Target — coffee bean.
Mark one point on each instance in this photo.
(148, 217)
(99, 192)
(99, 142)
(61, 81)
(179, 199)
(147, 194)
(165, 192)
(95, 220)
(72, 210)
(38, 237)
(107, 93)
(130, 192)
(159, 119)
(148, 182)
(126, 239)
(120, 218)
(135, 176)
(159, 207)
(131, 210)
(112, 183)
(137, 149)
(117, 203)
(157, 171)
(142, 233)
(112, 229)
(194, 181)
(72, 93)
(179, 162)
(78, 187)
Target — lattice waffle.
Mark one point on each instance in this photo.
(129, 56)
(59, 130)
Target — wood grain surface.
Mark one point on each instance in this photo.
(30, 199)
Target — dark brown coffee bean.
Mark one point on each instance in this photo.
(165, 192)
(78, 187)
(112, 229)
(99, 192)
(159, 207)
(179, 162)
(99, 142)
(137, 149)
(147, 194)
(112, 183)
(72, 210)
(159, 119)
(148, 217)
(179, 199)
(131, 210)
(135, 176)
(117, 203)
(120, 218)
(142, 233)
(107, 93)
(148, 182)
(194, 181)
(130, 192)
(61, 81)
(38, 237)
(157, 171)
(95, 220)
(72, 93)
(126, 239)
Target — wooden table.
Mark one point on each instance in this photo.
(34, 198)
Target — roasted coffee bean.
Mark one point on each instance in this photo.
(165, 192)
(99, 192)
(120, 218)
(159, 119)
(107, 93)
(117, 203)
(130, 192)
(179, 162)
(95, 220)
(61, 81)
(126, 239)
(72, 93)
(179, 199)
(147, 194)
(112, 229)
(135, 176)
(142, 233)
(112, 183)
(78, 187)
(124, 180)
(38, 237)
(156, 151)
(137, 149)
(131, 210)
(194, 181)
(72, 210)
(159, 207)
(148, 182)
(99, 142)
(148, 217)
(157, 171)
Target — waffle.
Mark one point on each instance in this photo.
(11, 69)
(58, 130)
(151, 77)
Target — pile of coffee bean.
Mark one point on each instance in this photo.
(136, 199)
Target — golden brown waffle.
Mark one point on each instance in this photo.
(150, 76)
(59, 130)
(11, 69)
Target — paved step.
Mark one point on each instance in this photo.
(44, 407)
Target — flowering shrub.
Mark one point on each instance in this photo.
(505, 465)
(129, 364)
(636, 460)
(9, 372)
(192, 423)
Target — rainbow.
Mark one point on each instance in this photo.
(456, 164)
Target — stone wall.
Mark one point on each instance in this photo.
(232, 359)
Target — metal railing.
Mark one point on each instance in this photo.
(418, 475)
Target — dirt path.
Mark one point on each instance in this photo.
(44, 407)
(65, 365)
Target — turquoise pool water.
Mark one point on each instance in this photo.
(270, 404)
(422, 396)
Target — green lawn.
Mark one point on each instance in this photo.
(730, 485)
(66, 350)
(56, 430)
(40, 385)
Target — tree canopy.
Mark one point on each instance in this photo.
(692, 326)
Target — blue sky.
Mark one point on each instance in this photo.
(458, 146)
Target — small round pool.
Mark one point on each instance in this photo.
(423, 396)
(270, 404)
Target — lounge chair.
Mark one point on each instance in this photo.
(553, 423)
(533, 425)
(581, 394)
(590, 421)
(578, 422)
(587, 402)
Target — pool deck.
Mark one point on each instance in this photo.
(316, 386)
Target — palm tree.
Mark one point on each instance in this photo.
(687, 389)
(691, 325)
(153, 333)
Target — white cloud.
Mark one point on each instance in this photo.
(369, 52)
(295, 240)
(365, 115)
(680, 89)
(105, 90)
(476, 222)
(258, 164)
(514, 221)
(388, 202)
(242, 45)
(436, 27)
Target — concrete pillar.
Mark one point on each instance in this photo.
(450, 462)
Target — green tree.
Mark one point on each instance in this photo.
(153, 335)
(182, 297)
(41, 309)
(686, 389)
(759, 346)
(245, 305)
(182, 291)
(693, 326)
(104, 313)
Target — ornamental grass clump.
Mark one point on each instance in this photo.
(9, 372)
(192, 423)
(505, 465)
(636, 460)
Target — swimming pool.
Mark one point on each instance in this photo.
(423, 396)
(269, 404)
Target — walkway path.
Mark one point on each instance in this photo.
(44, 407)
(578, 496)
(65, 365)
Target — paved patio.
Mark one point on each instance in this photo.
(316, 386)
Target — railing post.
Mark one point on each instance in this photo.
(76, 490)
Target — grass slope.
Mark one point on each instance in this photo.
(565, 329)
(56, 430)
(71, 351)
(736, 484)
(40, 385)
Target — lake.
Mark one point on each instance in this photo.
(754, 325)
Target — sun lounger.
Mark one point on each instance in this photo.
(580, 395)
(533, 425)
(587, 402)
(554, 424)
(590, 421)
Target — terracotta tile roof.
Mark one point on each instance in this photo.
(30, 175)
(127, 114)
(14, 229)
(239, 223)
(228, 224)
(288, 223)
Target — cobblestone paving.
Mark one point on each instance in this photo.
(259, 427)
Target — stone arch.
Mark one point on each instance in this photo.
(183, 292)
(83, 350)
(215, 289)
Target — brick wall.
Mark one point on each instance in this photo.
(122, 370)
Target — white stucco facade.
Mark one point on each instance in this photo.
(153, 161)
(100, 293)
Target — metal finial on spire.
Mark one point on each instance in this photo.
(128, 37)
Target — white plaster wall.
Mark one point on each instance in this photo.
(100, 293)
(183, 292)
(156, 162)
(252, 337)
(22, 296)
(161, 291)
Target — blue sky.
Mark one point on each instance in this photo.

+ + +

• How to complete this task
Could you copy every line from the records that has "pool" in it?

• Task solution
Target — turquoise pool water.
Target — small round pool.
Target — pool deck.
Target — swimming pool.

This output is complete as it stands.